* **WHAT YOU NEED TO DO**:
Count how many lines in the listing below contain the string "desert", treating uppercase and lowercase letters as different. Reply with the number alone.

* **Saved data entries**:
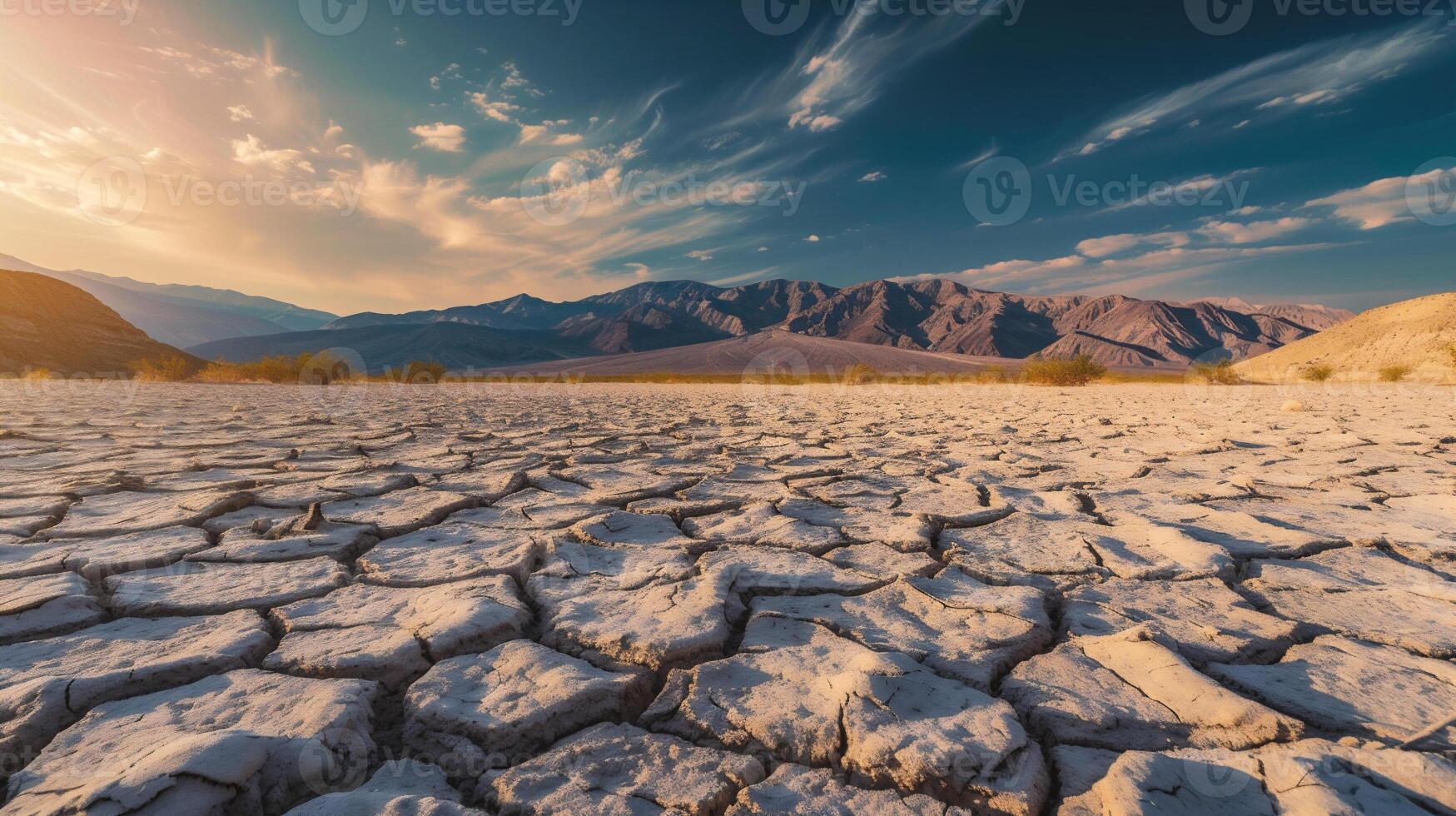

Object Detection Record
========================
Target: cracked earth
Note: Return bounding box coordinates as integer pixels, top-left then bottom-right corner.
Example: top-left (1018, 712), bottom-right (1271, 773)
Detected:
top-left (0, 383), bottom-right (1456, 816)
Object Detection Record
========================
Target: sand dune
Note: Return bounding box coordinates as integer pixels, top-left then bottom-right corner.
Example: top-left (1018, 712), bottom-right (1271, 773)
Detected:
top-left (1239, 293), bottom-right (1456, 382)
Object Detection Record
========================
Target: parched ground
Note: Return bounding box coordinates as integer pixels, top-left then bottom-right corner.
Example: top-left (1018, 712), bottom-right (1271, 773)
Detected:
top-left (0, 382), bottom-right (1456, 816)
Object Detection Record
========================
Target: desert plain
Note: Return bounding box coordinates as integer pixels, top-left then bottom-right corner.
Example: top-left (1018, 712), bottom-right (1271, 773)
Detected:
top-left (0, 382), bottom-right (1456, 816)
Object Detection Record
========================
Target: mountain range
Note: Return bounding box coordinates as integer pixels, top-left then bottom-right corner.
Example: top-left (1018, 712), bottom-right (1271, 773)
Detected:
top-left (191, 278), bottom-right (1353, 369)
top-left (0, 255), bottom-right (1354, 371)
top-left (0, 271), bottom-right (202, 377)
top-left (0, 255), bottom-right (338, 348)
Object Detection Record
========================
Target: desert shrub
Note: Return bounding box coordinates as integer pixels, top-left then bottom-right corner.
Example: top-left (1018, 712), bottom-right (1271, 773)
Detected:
top-left (131, 354), bottom-right (192, 382)
top-left (1021, 354), bottom-right (1106, 386)
top-left (976, 366), bottom-right (1016, 383)
top-left (1380, 366), bottom-right (1411, 382)
top-left (405, 360), bottom-right (449, 385)
top-left (196, 354), bottom-right (332, 383)
top-left (1188, 360), bottom-right (1244, 385)
top-left (844, 363), bottom-right (885, 385)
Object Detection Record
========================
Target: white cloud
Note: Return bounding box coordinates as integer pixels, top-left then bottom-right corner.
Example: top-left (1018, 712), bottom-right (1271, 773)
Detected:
top-left (1077, 231), bottom-right (1191, 258)
top-left (1306, 167), bottom-right (1456, 231)
top-left (233, 134), bottom-right (315, 173)
top-left (1060, 22), bottom-right (1450, 157)
top-left (1197, 217), bottom-right (1314, 245)
top-left (467, 92), bottom-right (521, 124)
top-left (409, 122), bottom-right (465, 153)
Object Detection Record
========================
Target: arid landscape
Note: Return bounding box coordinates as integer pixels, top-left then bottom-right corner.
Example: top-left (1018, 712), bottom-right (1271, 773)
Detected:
top-left (0, 382), bottom-right (1456, 816)
top-left (0, 0), bottom-right (1456, 816)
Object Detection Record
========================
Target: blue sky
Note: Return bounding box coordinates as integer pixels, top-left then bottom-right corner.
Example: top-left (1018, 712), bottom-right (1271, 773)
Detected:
top-left (0, 0), bottom-right (1456, 312)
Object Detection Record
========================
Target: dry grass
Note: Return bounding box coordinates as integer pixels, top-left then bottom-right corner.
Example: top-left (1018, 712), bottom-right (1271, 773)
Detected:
top-left (131, 354), bottom-right (192, 382)
top-left (1188, 360), bottom-right (1244, 385)
top-left (1380, 366), bottom-right (1411, 382)
top-left (116, 353), bottom-right (1205, 386)
top-left (1021, 354), bottom-right (1106, 386)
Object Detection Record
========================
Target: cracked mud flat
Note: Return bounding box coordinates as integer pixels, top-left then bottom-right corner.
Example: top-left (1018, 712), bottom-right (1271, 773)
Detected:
top-left (0, 383), bottom-right (1456, 816)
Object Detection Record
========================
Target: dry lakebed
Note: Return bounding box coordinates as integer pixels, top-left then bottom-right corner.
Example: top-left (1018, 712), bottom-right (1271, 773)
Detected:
top-left (0, 381), bottom-right (1456, 816)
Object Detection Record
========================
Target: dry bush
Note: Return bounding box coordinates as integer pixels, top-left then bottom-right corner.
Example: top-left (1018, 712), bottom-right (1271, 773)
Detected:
top-left (1380, 366), bottom-right (1411, 382)
top-left (131, 354), bottom-right (192, 382)
top-left (844, 363), bottom-right (885, 385)
top-left (1188, 360), bottom-right (1244, 385)
top-left (405, 360), bottom-right (450, 385)
top-left (976, 366), bottom-right (1016, 383)
top-left (1021, 354), bottom-right (1106, 386)
top-left (196, 354), bottom-right (315, 383)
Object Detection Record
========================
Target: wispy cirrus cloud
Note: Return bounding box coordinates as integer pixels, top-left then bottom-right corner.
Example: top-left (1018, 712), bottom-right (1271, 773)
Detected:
top-left (1304, 167), bottom-right (1456, 231)
top-left (907, 211), bottom-right (1331, 293)
top-left (1059, 22), bottom-right (1452, 159)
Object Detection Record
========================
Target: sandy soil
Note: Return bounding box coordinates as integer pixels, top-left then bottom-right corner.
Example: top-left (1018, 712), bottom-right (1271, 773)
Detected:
top-left (1239, 293), bottom-right (1456, 383)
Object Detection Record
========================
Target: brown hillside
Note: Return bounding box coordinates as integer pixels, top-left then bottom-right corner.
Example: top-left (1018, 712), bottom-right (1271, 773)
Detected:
top-left (1239, 293), bottom-right (1456, 382)
top-left (0, 271), bottom-right (202, 376)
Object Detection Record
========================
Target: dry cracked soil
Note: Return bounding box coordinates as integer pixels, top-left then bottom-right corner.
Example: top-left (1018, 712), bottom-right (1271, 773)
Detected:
top-left (0, 382), bottom-right (1456, 816)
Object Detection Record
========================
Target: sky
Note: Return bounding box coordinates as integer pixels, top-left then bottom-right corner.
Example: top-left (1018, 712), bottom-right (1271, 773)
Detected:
top-left (0, 0), bottom-right (1456, 313)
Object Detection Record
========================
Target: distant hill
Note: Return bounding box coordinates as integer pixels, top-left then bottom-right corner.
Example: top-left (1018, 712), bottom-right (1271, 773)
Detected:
top-left (0, 255), bottom-right (336, 348)
top-left (188, 322), bottom-right (594, 373)
top-left (1238, 293), bottom-right (1456, 382)
top-left (489, 330), bottom-right (1015, 376)
top-left (326, 278), bottom-right (1349, 369)
top-left (0, 271), bottom-right (202, 376)
top-left (1198, 297), bottom-right (1355, 331)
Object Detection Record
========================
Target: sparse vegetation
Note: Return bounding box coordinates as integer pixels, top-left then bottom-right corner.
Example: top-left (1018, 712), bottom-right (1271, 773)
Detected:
top-left (1021, 354), bottom-right (1106, 386)
top-left (1188, 360), bottom-right (1244, 385)
top-left (1380, 366), bottom-right (1411, 382)
top-left (405, 360), bottom-right (450, 385)
top-left (196, 354), bottom-right (313, 383)
top-left (131, 354), bottom-right (192, 382)
top-left (844, 363), bottom-right (885, 385)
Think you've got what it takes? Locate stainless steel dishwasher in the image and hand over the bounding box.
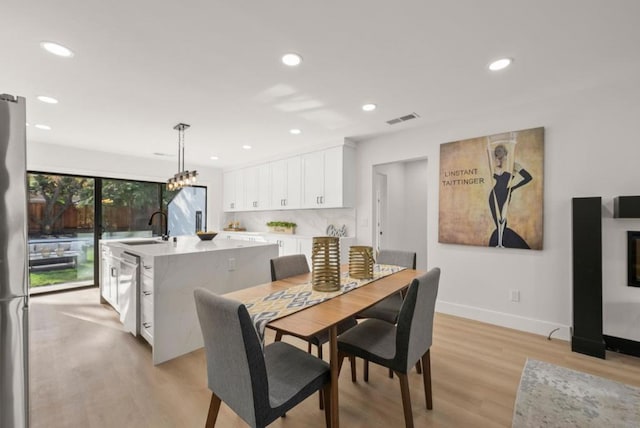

* **TASK RESULT**:
2